> **WHAT THE TASK REQUIRES**
Which lines in the records below contain the string "chimney"? Return each of them in full.

start RECORDED DATA

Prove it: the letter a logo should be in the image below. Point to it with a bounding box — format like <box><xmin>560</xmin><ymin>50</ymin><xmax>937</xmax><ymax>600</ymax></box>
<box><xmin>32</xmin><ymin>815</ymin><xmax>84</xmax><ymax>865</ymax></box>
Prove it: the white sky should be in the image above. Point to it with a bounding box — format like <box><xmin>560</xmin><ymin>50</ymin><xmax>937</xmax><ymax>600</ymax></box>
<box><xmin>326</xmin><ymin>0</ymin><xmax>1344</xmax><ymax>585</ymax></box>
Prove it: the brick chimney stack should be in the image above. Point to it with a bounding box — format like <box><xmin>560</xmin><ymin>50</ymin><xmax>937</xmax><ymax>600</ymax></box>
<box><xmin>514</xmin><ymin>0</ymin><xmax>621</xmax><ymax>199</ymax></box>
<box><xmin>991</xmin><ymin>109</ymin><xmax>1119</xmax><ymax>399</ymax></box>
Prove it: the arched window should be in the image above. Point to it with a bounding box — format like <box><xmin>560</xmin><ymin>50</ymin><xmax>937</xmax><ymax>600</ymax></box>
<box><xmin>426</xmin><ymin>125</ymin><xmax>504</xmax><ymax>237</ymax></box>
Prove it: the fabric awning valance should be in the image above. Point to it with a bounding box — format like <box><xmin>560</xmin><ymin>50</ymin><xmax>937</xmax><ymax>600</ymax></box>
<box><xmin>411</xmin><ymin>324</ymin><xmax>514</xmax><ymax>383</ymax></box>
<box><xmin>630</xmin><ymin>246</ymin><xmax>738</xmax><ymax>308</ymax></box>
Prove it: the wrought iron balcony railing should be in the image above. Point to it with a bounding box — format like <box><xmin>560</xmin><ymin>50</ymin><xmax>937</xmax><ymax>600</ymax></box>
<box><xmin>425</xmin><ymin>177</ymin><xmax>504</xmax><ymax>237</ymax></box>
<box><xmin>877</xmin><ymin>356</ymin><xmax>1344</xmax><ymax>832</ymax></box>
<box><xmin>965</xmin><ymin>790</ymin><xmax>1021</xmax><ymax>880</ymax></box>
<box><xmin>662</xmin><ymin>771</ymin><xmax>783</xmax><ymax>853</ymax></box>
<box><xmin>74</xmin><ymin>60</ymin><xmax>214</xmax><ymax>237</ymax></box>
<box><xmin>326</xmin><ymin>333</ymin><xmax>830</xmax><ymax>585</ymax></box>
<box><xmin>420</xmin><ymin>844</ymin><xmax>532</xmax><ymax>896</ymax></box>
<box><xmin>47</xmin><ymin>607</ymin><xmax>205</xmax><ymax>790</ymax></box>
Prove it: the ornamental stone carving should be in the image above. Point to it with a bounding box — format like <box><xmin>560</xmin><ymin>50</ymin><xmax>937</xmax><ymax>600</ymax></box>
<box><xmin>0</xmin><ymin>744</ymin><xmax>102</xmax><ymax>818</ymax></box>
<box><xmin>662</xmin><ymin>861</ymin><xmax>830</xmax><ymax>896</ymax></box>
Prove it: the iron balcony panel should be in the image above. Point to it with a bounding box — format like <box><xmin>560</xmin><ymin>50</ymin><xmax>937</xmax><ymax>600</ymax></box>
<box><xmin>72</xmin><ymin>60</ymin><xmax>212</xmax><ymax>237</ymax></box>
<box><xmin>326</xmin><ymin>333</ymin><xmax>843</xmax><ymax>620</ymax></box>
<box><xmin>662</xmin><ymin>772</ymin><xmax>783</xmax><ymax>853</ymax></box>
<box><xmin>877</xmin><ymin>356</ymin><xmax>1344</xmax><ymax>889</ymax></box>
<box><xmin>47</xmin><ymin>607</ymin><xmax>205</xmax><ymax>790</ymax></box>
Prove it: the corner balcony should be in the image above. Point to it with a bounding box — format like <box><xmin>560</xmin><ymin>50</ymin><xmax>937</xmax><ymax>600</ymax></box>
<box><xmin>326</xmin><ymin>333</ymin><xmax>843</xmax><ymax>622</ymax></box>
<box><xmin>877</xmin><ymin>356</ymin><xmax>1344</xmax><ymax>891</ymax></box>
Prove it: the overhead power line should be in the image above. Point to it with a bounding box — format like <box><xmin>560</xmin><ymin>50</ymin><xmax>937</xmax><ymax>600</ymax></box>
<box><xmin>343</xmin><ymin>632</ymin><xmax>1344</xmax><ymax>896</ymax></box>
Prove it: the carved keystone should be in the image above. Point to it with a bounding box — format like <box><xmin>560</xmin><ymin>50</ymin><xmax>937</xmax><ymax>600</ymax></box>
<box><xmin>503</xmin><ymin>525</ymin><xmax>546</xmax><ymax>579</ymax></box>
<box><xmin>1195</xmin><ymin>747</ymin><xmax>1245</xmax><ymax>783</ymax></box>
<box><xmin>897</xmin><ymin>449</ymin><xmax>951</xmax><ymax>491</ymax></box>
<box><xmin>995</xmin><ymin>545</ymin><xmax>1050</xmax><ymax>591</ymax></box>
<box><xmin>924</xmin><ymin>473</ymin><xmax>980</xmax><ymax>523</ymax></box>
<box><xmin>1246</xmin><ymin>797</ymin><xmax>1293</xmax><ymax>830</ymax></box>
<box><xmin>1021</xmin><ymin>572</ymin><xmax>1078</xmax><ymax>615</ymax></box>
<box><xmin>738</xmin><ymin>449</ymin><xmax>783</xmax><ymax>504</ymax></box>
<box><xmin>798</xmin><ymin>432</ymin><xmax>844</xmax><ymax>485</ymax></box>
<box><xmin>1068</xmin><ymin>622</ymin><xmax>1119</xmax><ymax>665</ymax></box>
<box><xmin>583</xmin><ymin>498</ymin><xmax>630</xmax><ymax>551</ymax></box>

end RECORDED DATA

> **EXPECTED ANSWER**
Prove it: the brick chimney stack should be in the image above. Point to it with a bounding box — format like <box><xmin>560</xmin><ymin>50</ymin><xmax>937</xmax><ymax>600</ymax></box>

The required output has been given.